Object point labels
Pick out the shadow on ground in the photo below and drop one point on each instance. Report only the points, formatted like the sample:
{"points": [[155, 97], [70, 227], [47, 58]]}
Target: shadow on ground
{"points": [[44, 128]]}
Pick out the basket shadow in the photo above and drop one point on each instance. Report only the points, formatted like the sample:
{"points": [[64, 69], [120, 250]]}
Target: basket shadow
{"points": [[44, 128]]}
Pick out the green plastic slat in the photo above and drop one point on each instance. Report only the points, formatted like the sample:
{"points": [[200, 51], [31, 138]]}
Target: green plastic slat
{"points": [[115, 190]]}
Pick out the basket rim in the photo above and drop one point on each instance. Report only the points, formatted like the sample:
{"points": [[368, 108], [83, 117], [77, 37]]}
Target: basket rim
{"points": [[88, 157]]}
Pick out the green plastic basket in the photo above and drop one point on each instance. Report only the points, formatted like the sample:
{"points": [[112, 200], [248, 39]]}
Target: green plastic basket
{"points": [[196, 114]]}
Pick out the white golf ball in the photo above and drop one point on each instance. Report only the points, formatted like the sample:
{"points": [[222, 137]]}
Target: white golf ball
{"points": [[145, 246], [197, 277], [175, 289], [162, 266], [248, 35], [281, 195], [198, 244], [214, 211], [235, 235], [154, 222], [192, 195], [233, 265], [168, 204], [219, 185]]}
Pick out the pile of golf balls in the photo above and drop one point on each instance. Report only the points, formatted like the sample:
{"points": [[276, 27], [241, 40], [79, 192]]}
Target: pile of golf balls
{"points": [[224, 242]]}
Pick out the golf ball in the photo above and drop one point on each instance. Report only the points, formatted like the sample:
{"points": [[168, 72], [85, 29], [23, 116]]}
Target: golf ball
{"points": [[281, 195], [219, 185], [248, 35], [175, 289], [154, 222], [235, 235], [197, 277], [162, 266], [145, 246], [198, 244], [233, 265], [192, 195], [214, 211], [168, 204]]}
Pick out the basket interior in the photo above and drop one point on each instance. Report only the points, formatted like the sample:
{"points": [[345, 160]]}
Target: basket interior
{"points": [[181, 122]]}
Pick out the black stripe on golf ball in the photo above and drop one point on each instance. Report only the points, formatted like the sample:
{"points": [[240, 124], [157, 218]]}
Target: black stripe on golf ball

## What to do
Retype exactly, please, each line from the line that contains "Pick out the golf" through the last line of the entries above, with nothing added.

## Finished answer
Pick out the golf ball in the photo above and drop one point on each instance. Report only the points, formatted like the sample:
{"points": [[168, 72], [85, 29], [23, 116]]}
Target: golf ball
{"points": [[281, 195], [219, 185], [248, 35], [175, 289], [154, 222], [235, 235], [197, 277], [162, 266], [145, 246], [198, 244], [233, 265], [192, 195], [214, 211], [168, 204]]}
Pick out the basket interior in the photo above and drop one point on each instance. Report only the points, formatted like the sample:
{"points": [[345, 160]]}
Target: basket interior
{"points": [[181, 122]]}
Pick out the black stripe on golf ball in the photo above and drop one point on each instance. Report only the points, formatted like the sample:
{"points": [[240, 124], [157, 218]]}
Target: black stripe on golf ball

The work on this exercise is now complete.